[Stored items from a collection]
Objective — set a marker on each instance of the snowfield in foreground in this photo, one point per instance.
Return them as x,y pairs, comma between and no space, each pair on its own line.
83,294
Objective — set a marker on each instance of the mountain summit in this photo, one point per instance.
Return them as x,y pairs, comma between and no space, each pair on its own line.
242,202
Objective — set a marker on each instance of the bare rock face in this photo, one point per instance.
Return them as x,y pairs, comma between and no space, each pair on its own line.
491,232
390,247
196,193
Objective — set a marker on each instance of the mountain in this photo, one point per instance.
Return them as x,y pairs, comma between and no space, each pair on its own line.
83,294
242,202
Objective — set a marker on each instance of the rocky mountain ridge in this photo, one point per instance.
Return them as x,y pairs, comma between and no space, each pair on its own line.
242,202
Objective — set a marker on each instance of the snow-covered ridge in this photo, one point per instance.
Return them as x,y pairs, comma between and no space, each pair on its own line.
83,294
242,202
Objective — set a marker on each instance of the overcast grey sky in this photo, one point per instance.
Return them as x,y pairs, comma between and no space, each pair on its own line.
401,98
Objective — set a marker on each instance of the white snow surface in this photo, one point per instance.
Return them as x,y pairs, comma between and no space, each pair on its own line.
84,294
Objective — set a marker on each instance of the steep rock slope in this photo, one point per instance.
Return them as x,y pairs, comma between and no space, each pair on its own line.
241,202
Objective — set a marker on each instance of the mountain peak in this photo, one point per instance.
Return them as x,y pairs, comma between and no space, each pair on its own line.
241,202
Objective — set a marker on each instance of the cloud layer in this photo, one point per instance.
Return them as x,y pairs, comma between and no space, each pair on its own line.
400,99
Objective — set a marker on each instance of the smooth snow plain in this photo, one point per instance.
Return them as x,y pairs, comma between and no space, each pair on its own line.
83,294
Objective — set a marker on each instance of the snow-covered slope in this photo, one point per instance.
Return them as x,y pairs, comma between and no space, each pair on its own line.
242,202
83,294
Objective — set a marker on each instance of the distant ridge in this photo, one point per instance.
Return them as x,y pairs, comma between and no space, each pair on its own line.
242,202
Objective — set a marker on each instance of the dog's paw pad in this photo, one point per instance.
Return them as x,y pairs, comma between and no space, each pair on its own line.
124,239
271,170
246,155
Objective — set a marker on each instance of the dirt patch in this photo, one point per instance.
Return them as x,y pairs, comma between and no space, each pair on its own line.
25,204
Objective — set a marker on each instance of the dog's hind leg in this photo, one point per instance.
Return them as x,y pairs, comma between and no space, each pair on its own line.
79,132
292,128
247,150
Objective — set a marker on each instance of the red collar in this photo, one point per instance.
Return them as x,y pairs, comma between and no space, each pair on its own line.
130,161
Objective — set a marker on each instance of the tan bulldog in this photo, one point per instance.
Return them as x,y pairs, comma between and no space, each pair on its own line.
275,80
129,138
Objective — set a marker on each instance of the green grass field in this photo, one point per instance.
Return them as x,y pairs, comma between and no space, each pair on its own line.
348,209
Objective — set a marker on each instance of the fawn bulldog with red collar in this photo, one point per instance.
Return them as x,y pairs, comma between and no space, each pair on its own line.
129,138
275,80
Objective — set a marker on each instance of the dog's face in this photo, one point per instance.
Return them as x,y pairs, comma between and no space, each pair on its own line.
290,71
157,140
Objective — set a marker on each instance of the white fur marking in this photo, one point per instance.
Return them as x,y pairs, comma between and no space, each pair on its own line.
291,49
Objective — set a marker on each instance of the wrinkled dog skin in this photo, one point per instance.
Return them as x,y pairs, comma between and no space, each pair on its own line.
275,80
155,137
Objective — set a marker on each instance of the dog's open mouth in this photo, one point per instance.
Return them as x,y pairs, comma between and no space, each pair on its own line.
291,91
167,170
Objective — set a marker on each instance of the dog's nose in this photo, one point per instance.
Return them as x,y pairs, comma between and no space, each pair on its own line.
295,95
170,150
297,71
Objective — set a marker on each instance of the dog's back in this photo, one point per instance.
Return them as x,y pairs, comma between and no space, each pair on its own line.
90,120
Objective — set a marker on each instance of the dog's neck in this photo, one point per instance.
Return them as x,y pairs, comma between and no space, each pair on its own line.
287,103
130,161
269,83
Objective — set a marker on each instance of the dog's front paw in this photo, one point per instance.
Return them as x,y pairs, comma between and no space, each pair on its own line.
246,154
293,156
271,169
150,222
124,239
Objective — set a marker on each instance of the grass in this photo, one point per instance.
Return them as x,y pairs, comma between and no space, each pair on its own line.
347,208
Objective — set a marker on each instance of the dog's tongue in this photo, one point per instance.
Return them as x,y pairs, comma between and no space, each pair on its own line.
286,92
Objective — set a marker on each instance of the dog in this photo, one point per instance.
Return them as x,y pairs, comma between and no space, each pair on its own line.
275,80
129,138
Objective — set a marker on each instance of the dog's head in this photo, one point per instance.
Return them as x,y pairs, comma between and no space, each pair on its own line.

**TASK BRIEF**. Print all the records exactly as written.

**RESPONSE BOX**.
Objective — set a marker on each instance of the snowfield in foreground in this photo, one point per instance.
Return them as x,y pairs, comma between and no space, each pair on its own line.
83,294
Objective — set a marker on each instance of the mountain summit in this photo, one point per instance.
Return them as x,y pairs, comma between and no space, each pair on its own line.
242,202
Objective — set a marker on each instance of the bare rock face in this photo, one point per instance.
Return them as x,y pairs, comma between and no space, each pair on its own line.
491,232
390,247
196,193
Objective — set a marker on each instance of the mountain in this photo, one point per instance.
Return them as x,y pairs, comma between and no space, each pair on its own line.
83,294
242,202
Objective — set a marker on each instance of the rocky mountain ridge in this photo, one point per instance.
Return them as x,y pairs, comma between and no space, each pair on its own line.
242,202
Objective — set a marker on each instance of the snow-covered ridge in this photo, one point per instance.
Return them as x,y pairs, comma between and no space, each pair on its own line.
83,294
242,202
Objective — set a marker on each instance of the overcast grey sky in this photo, one point per instance.
Return them as x,y pairs, comma between and no space, each pair on its own line.
401,98
Objective — set a marker on each instance of the white snow surface in this photo, one point per instance.
Return them as x,y pairs, comma between and no space, each pair on its own line.
84,294
Objective — set a marker on each instance of the steep rock slope in this photo, one point per instance.
Return them as x,y pairs, comma between and no space, each pair on its own line.
241,202
Objective — set a marker on each instance of the mountain peak in this photo, one point per instance.
Return them as x,y pairs, comma between and no space, each pair on its own line.
241,202
Objective — set a marker on each instance of the cloud layer in this photo, one point per instance.
Return them as x,y pairs, comma between and no space, each pair on its own line.
400,99
Objective — set a marker on each instance of the smooth snow plain in this photo, one point per instance.
Return them as x,y pairs, comma between and no space, each pair on its own line.
83,294
Objective — set a marker on each instance of the snow-covered slope in this photo, one point per instance.
Return them as x,y pairs, comma between and no space, each pair on its own line.
242,202
83,294
Objective — set a marker on each instance of the distant ridge in this photo, one point per instance.
Return them as x,y pairs, comma between and no space, each pair on its own line.
242,202
Objective — set a marker on each instance of the dog's paw pad in this photo, one point per instance.
Return them as x,y pairs, comma between and no space, each pair on its own line.
124,239
271,170
246,155
Objective — set a marker on each instance of the dirt patch in this photo, one point per instance.
Return them as x,y pairs, comma between and no space, each pair on its own line.
25,204
Objective — set a marker on each instance of the dog's hind leg in this photo, one point per instance.
Return them as x,y pairs, comma between and no space, each pair on its own line.
79,132
292,128
247,150
Objective — set a marker on each instance of the red collar in this photo, one point per instance.
Return them as x,y pairs, comma between and no space, each pair on its own line.
130,161
Objective — set a marker on each instance of the tan bulldog in this photo, one point per instance.
Return them as x,y pairs, comma between and no space, each pair on its own line.
275,80
129,138
Objective — set a marker on each instance of the green grass field in this photo, one point per instance.
Return them as x,y pairs, comma between and no space, each pair on its own line.
348,209
Objective — set a marker on each instance of the fawn bulldog with red collar in this photo, one point per instance.
Return them as x,y pairs, comma between and no space, each pair on its own line.
129,138
275,80
Objective — set a marker on each instance of the dog's face in this photo, one point per instance.
Return them as x,y pairs, comma between and no space, each pair on its own line.
290,71
157,140
Objective — set a marker on each instance of the white fur marking in this photo, one point per instance.
Return them as x,y pairs, comma between and no space, each pair on its own line.
291,49
Objective — set a marker on each instance of the wrinkled dog skin in this photo, one point per instance.
Return them as x,y pairs, comma between and no space, each pair on its own line.
275,80
155,137
Objective — set a marker on each instance of the dog's open mouth in this photo, one point per instance.
Return them as x,y pairs, comma between and no space, each pair on its own line.
291,91
167,170
Objective — set a marker on each instance of the dog's nose in this photo, one point per instance.
Return them as x,y pairs, comma between and no space, each pair on its own line.
295,95
170,150
297,71
Objective — set a marker on each instance of the dog's back in this photo, one point per instance.
Return them as x,y pairs, comma between and no space, each pair on its own line.
90,120
Objective — set a marker on each instance of the dog's neck in this photo, one point per instance.
Return them as x,y pairs, comma between and no space, each pair on its own line.
287,103
130,161
269,83
Objective — set a marker on each instance of the dog's front paw in this photo, one point per instance.
Return them as x,y pairs, comma between and no space, each pair on its own line.
246,154
293,156
271,169
150,222
124,239
Objective — set a marker on each instance of the grass in this photo, one point per instance.
Return them as x,y pairs, comma between and no space, each pair on its own line.
347,208
Objective — set a marker on each instance of the dog's tongue in this photo, one point per instance.
Return them as x,y pairs, comma between and no space, each pair on its own line.
286,92
Objective — set a marker on each instance of the dog in this photo, one point per instance.
Return them as x,y pairs, comma between and no space, each pair on its own line.
275,80
129,138
Objective — set a marker on each instance of the dog's head in this photo, one point per instance.
Return them as x,y pairs, comma between and no space, each pair on its own line.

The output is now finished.